- Task to complete -
Find the line containing "outline duck's body" in the entries; transcribe it and all remaining lines through the end, exactly as they appear, but not the pictures.

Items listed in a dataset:
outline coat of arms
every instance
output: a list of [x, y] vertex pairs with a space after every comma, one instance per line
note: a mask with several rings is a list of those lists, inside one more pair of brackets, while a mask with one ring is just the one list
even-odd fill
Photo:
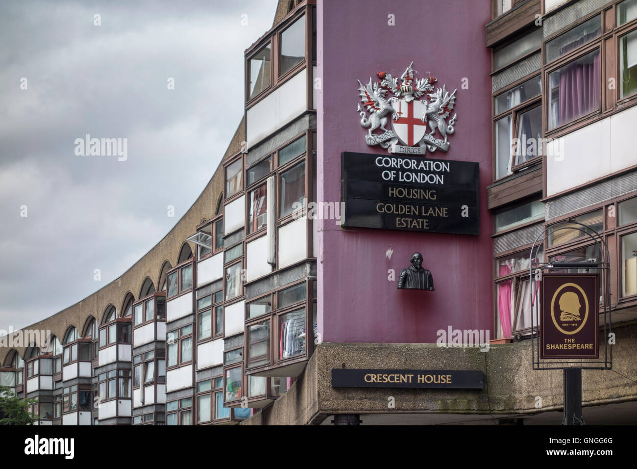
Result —
[[[365, 108], [359, 104], [361, 125], [368, 129], [365, 141], [369, 145], [380, 145], [390, 153], [424, 154], [427, 149], [447, 151], [447, 137], [454, 131], [457, 114], [448, 123], [447, 119], [454, 110], [457, 89], [450, 93], [443, 86], [434, 92], [433, 84], [438, 80], [433, 77], [416, 79], [413, 64], [403, 73], [399, 86], [398, 77], [385, 71], [376, 73], [376, 82], [373, 83], [371, 77], [367, 85], [358, 80], [359, 96]], [[389, 96], [390, 93], [392, 96]], [[386, 128], [390, 119], [391, 130]], [[374, 133], [378, 130], [382, 133]]]

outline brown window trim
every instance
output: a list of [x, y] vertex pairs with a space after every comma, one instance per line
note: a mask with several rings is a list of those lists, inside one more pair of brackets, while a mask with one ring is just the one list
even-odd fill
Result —
[[[227, 193], [226, 192], [226, 189], [227, 189], [226, 186], [227, 185], [227, 180], [228, 180], [227, 179], [228, 167], [234, 164], [240, 160], [241, 160], [241, 170], [239, 172], [239, 174], [241, 174], [241, 187], [235, 193], [229, 197]], [[224, 211], [225, 211], [225, 205], [230, 204], [230, 202], [233, 202], [236, 199], [239, 198], [240, 197], [241, 197], [241, 195], [243, 195], [245, 193], [245, 181], [244, 181], [244, 176], [245, 175], [246, 168], [245, 168], [245, 159], [243, 158], [243, 153], [238, 153], [228, 158], [227, 160], [224, 161], [223, 165], [224, 165], [224, 201], [222, 202], [222, 205], [224, 209]]]
[[[543, 89], [540, 91], [539, 94], [524, 100], [524, 101], [520, 103], [517, 105], [509, 108], [506, 110], [502, 111], [498, 114], [495, 114], [496, 96], [498, 96], [503, 93], [507, 93], [510, 90], [517, 87], [527, 81], [529, 81], [529, 80], [531, 80], [535, 78], [536, 77], [540, 77], [540, 86], [543, 86], [541, 84], [541, 76], [542, 76], [541, 71], [536, 70], [531, 73], [525, 75], [524, 77], [520, 78], [519, 80], [516, 80], [510, 85], [497, 90], [497, 91], [492, 93], [491, 94], [492, 114], [494, 114], [491, 124], [492, 127], [491, 139], [492, 139], [492, 149], [493, 149], [491, 154], [491, 158], [492, 158], [491, 165], [492, 167], [492, 174], [491, 174], [492, 184], [503, 182], [507, 178], [511, 177], [515, 174], [519, 173], [526, 169], [530, 169], [532, 167], [534, 167], [535, 165], [540, 163], [543, 161], [542, 156], [540, 155], [536, 158], [533, 158], [532, 160], [529, 160], [527, 161], [525, 161], [523, 163], [514, 165], [513, 161], [515, 158], [515, 153], [513, 152], [513, 138], [517, 138], [517, 132], [520, 121], [519, 119], [520, 115], [523, 112], [525, 112], [526, 111], [528, 111], [533, 108], [534, 107], [536, 107], [538, 105], [539, 106], [543, 105], [542, 95], [543, 93]], [[544, 113], [543, 109], [542, 110], [542, 112], [543, 116], [543, 113]], [[497, 177], [497, 175], [496, 173], [497, 170], [496, 160], [497, 158], [497, 154], [496, 152], [496, 123], [497, 121], [499, 121], [501, 119], [506, 117], [508, 115], [511, 116], [511, 124], [512, 124], [511, 136], [510, 136], [512, 140], [511, 141], [512, 147], [511, 149], [510, 149], [510, 155], [509, 155], [509, 163], [511, 166], [511, 172], [502, 176], [501, 177], [498, 178]]]

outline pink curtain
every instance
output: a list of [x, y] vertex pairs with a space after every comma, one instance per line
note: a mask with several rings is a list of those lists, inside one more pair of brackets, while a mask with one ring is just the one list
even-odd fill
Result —
[[557, 125], [573, 121], [599, 106], [599, 52], [590, 63], [572, 62], [559, 75]]
[[[513, 272], [510, 264], [503, 262], [500, 265], [499, 275], [507, 275]], [[511, 287], [513, 280], [497, 284], [497, 309], [500, 313], [500, 327], [503, 338], [511, 337]]]

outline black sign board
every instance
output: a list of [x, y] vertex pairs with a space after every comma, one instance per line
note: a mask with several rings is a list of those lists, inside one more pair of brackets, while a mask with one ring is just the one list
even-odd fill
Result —
[[341, 154], [347, 227], [478, 234], [478, 163]]
[[482, 371], [457, 369], [332, 369], [332, 387], [445, 387], [482, 389]]

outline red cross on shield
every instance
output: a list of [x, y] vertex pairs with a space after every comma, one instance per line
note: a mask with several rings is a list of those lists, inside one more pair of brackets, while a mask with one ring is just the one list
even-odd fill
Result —
[[392, 119], [392, 128], [403, 145], [413, 147], [425, 136], [427, 126], [420, 117], [427, 110], [427, 105], [420, 101], [398, 100], [392, 103], [398, 113], [397, 121]]

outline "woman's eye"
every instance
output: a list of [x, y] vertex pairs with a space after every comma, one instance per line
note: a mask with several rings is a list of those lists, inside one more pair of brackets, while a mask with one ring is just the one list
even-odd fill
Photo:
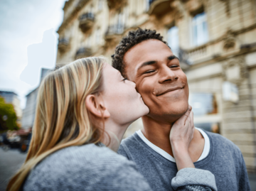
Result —
[[178, 67], [178, 65], [171, 65], [169, 67]]
[[155, 70], [149, 70], [149, 71], [146, 71], [144, 74], [149, 74], [149, 73], [151, 73], [151, 72], [154, 72]]

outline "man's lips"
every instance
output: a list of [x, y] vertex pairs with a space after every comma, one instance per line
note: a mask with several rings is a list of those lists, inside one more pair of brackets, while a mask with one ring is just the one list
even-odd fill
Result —
[[166, 89], [166, 91], [162, 92], [156, 94], [156, 96], [161, 96], [161, 95], [163, 95], [163, 94], [164, 94], [166, 93], [173, 92], [173, 91], [175, 91], [175, 90], [177, 90], [177, 89], [183, 89], [183, 87], [173, 87], [173, 88], [169, 88], [169, 89]]

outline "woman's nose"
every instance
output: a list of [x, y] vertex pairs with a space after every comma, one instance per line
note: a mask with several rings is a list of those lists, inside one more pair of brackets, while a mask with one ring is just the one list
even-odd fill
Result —
[[132, 85], [134, 88], [136, 88], [136, 84], [134, 82], [127, 80], [129, 82], [129, 84]]

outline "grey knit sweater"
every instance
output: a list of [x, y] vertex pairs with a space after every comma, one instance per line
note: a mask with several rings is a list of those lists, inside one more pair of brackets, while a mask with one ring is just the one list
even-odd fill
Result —
[[[171, 185], [178, 190], [217, 190], [214, 175], [199, 169], [181, 170]], [[31, 170], [23, 190], [151, 190], [133, 162], [95, 144], [68, 147], [48, 156]]]

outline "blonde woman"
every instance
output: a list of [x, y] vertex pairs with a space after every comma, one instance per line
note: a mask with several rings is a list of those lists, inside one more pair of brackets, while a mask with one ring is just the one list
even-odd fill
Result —
[[[7, 190], [151, 190], [134, 163], [115, 153], [129, 125], [148, 112], [135, 84], [103, 58], [80, 59], [51, 72], [39, 88], [27, 158]], [[182, 148], [193, 131], [189, 113], [173, 126]], [[193, 168], [186, 160], [180, 167]], [[214, 180], [210, 172], [201, 173], [208, 176], [205, 182]], [[174, 183], [189, 190], [188, 182]], [[215, 186], [201, 185], [197, 190]]]

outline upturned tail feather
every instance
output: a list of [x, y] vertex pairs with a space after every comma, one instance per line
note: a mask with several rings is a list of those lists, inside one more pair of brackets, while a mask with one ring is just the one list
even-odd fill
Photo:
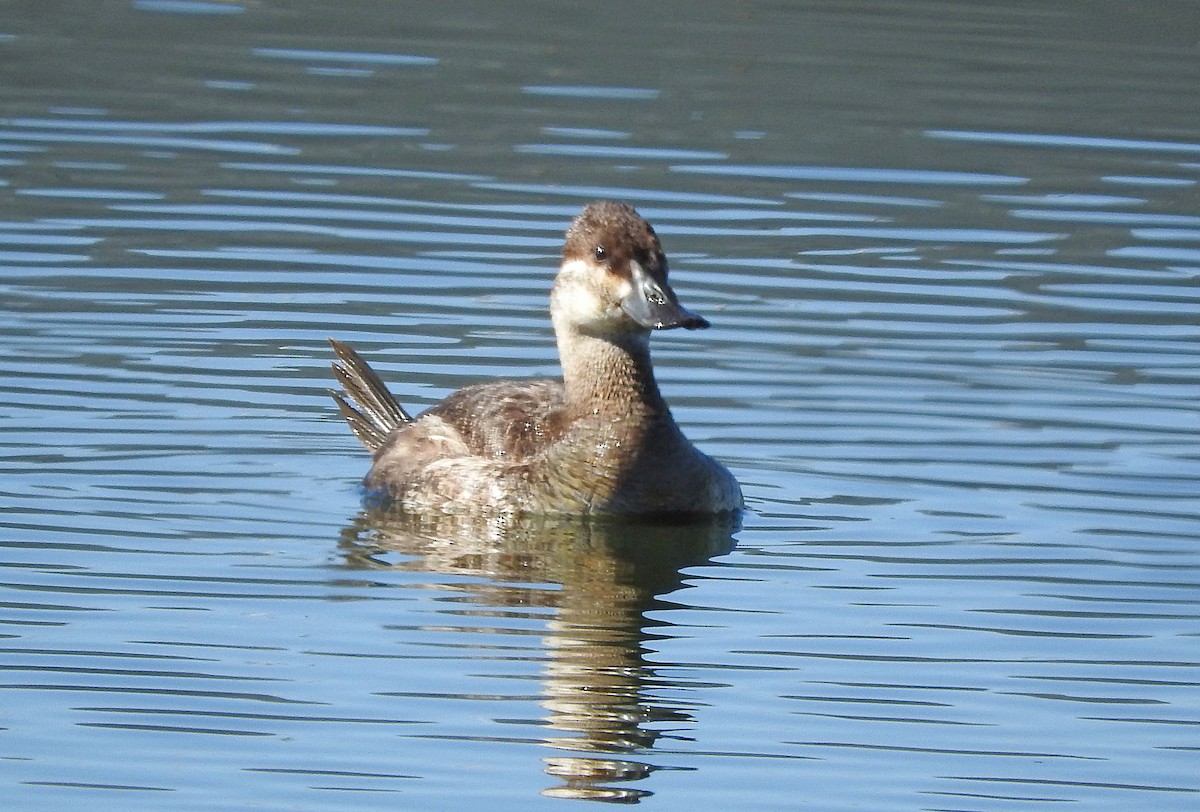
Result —
[[346, 342], [330, 338], [337, 361], [334, 377], [344, 392], [330, 390], [337, 409], [367, 451], [376, 451], [395, 429], [413, 422], [388, 386]]

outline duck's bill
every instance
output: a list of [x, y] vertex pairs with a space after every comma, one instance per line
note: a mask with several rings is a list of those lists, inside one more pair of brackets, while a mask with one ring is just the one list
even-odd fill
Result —
[[708, 319], [679, 303], [671, 285], [659, 283], [638, 263], [630, 263], [632, 290], [620, 302], [625, 315], [648, 330], [703, 330]]

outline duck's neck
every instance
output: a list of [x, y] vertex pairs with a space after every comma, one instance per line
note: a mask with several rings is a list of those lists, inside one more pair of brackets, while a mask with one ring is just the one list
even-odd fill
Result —
[[649, 333], [598, 337], [568, 329], [557, 337], [572, 411], [670, 419], [650, 366]]

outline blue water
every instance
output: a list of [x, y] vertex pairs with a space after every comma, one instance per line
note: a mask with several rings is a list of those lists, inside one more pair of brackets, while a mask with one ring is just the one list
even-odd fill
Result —
[[[11, 6], [7, 806], [1200, 802], [1190, 4]], [[596, 197], [740, 527], [366, 510]]]

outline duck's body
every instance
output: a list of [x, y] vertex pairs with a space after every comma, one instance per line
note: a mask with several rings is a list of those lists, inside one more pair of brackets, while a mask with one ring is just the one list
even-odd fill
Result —
[[454, 392], [409, 417], [348, 345], [335, 395], [374, 452], [367, 488], [414, 512], [715, 515], [742, 507], [720, 463], [676, 425], [650, 366], [652, 329], [704, 327], [679, 306], [649, 224], [589, 205], [566, 234], [551, 293], [563, 380]]

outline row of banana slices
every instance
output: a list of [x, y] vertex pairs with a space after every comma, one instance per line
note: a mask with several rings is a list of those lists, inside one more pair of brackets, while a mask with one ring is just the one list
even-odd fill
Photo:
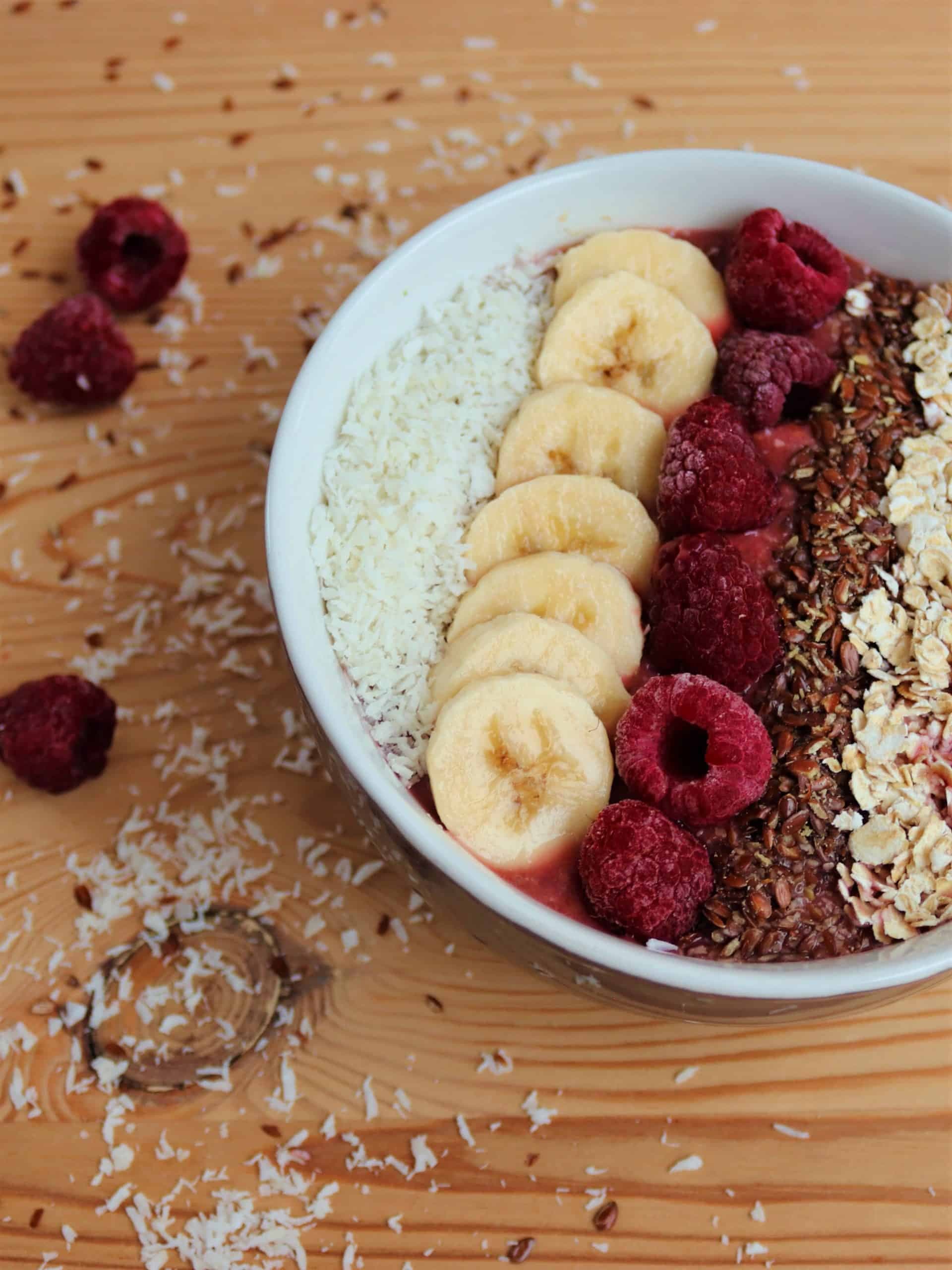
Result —
[[665, 423], [710, 390], [730, 324], [703, 251], [597, 234], [556, 263], [556, 314], [470, 526], [472, 589], [430, 677], [437, 810], [505, 869], [578, 843], [607, 805], [642, 652]]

- Full solution -
outline duck's body
every instance
output: a list of [x, y] vertex pairs with a space after every comma, one instance per line
note: a mask with several rings is a list of those lists, inside one more pair of brackets, while a mask with one ring is just the one list
even-odd fill
Result —
[[454, 392], [409, 417], [348, 345], [335, 395], [374, 452], [367, 488], [414, 512], [715, 515], [742, 507], [720, 463], [676, 425], [650, 366], [652, 329], [704, 327], [679, 306], [649, 224], [589, 205], [566, 234], [551, 293], [563, 380]]

outline row of banana slices
every instance
output: a list of [x, y] vertex pairs with a space after every comma, one instance per line
note: a mask with several rings is a list of those lists, inside one more pair of brackets, while a mask with one ring is just the one list
even-odd fill
Photo:
Result —
[[665, 423], [710, 390], [730, 324], [703, 251], [597, 234], [556, 263], [556, 314], [470, 526], [472, 589], [430, 677], [437, 810], [505, 869], [578, 843], [607, 805], [642, 652]]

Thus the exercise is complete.